## [Enunciado del ejercicio]
Enumera todas las situaciones que el artículo sobre la queja contra Dios introduce con la palabra «cuando» en la serie que termina en «miles de muertes».

## [Fragmento seleccionado]
--------------------------------------------------
¿Qué significa quejarse contra Dios?
P. Fernando Pascual
28-5-2011
Ocurre con frecuencia: nos quejamos contra Dios. ¿Tiene sentido esa queja? ¿Desde qué
presupuestos se construye?
Partimos de una experiencia sencilla. Reventó la rueda del coche en plena calle. ¿De quién fue la
culpa? Quizá del mecánico, que no la revisó bien. O de un desalmado que arrojó clavos al asfalto
para fastidiar a otros. O de mí mismo: llevo muchos días sin controlar la presión del aire.
En las quejas, pensamos normalmente en personas más o menos concretas. No tendría sentido
levantar nuestras condenas y protestas contra ideas, pues las ideas en sí mismas no hacen nada, ni
tienen ninguna responsabilidad sobre la marcha del mundo. Nadie sensato acusaría a la idea de
justicia de las muchas injusticias que existen en el mundo. A lo sumo, acusaría a quienes viven
según ideas equivocadas, pero ni siquiera en ese caso habría culpa en las malas ideas, sino en las
personas que las aplican.
En ocasiones nuestras quejas, por cosas pequeñas o por asuntos mucho más graves, no se dirigen
contra personas concretas de nuestro planeta. Van directamente contra Dios.
Cuando perdimos un trabajo, cuando un amigo nos traicionó con una calumnia miserable, cuando
un juez condenó al inocente y dejó libre al culpable, cuando un tirano inició una guerra que provocó
miles de muertes... En esos momentos no sólo lanzamos nuestras quejas contra los culpables
concretos, sino que miramos al cielo: ¿por qué Dios ha permitido esto? ¿Por qué no remedia tantos
sufrimientos humanos? ¿Por qué guarda silencio?
La queja contra Dios adquiere un matiz peculiar, diferente de las quejas “ordinarias”. De modo
implícito, reconocemos que Dios no es de este mundo, que está “lejos”. De lo contrario, nuestra
queja sería llevada en sobre, por correo electrónico o con una enorme manifestación popular, allá
donde tuviera una residencia concreta y una presencia “normal” el Dios “mundano” al que le
pedimos justicia.
--------------------------------------------------
## [Entradas proporcionadas]
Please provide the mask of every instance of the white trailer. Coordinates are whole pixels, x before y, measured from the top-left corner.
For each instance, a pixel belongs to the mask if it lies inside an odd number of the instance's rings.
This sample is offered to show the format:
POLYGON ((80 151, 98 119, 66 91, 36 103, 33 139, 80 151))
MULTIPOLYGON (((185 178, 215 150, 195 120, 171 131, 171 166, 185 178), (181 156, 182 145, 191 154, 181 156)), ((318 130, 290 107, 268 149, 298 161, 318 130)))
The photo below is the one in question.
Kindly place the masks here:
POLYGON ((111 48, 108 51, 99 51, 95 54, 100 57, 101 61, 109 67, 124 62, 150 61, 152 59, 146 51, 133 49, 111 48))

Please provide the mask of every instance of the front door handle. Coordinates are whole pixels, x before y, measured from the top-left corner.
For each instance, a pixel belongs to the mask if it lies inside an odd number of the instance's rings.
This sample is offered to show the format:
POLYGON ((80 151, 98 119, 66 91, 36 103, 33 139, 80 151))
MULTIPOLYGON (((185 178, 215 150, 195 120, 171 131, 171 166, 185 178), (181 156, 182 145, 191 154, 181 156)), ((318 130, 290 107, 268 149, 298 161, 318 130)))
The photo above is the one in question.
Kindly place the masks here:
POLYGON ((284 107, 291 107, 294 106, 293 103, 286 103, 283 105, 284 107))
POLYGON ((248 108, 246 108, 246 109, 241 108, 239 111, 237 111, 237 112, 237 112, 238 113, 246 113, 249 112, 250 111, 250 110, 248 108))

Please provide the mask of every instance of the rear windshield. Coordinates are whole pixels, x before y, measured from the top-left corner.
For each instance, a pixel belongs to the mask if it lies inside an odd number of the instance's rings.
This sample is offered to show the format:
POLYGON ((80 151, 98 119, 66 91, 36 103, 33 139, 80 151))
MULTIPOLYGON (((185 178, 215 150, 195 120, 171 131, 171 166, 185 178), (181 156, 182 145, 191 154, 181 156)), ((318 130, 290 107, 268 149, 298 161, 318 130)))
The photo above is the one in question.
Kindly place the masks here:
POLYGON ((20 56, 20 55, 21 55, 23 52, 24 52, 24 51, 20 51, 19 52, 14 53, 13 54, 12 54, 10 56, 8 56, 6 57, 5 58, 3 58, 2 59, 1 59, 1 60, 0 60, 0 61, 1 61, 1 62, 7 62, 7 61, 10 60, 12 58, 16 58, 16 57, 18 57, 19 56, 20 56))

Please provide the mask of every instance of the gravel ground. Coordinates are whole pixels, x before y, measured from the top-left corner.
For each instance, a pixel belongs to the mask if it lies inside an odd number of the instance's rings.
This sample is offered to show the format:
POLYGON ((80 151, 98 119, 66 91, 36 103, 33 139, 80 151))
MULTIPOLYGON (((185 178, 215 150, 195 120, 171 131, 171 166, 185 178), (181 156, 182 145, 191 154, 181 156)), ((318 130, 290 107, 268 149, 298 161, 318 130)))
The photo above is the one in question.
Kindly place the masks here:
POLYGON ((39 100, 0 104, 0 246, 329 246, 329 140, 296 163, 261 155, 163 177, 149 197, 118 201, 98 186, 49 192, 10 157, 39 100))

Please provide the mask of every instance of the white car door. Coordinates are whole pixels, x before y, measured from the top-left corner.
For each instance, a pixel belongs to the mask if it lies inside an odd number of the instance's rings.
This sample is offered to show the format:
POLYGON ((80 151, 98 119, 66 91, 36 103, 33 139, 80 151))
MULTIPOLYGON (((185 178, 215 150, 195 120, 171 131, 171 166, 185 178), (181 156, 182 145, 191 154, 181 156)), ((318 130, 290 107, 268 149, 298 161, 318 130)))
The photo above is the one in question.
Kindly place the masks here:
--------------------------------------------------
## [Ejercicio resuelto]
- Perdimos un trabajo.
- Un amigo nos traicionó con una calumnia miserable.
- Un juez condenó al inocente y dejó libre al culpable.
- Un tirano inició una guerra que provocó miles de muertes.